Change "drop a point" to "place a marker" in the records, from the line with "Please locate the rear wheel" through the end of the records, and reproduce only those lines with everything else unchanged.

──────

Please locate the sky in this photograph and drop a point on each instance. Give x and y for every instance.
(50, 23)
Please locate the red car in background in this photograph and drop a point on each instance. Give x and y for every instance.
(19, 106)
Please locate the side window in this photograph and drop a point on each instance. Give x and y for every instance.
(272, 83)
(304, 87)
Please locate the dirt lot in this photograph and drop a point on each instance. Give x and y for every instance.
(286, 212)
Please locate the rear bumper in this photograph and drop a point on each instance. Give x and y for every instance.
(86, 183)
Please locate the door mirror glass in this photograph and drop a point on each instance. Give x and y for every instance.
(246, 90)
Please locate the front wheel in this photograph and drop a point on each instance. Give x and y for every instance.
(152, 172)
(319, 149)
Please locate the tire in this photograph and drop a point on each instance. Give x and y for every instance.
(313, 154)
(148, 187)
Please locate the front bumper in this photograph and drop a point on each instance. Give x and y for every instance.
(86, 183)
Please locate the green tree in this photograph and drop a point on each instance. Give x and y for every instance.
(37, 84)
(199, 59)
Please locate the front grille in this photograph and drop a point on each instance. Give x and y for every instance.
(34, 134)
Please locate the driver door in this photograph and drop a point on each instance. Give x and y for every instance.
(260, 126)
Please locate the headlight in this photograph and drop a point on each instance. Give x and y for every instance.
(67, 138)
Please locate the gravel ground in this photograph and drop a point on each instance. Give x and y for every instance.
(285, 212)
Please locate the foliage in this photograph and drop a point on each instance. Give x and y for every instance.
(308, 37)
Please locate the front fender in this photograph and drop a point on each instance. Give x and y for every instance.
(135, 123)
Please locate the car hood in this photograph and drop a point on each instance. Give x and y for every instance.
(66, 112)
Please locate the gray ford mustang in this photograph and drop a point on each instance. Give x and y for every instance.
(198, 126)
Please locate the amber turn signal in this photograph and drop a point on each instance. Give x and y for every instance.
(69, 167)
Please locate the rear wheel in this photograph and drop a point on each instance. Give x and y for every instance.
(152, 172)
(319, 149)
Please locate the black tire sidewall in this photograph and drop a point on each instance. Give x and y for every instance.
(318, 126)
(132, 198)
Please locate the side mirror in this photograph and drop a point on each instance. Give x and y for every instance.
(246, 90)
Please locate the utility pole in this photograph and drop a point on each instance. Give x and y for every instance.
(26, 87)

──────

Reply to the exercise:
Please locate the rear wheel in this photograph and place a marker on each instance. Give x and y for every instance.
(152, 172)
(319, 149)
Please locate the black tire sidewall in this photograph and place a marker on each instance. Give x and y for every instance.
(318, 126)
(132, 198)
Please locate the side mirror in this photograph and place a marker on each instance. Give x and y for every instance.
(246, 90)
Please locate the utility pole in this photograph and place a marker on each instance. Give x and y for every instance.
(26, 87)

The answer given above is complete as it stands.